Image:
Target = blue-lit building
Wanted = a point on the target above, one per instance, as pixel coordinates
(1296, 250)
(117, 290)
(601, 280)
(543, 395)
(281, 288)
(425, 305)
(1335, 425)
* * * * *
> _Your instructions_: Rename "blue-lit building" to "illuminated building" throughout the records and reproduce every line otherwise unchanged.

> _Task solution_:
Image:
Target = illuminated building
Wanted = a point on the target above, one per instance, as pixel coordinates
(1296, 250)
(117, 290)
(601, 280)
(543, 395)
(281, 288)
(425, 305)
(1335, 425)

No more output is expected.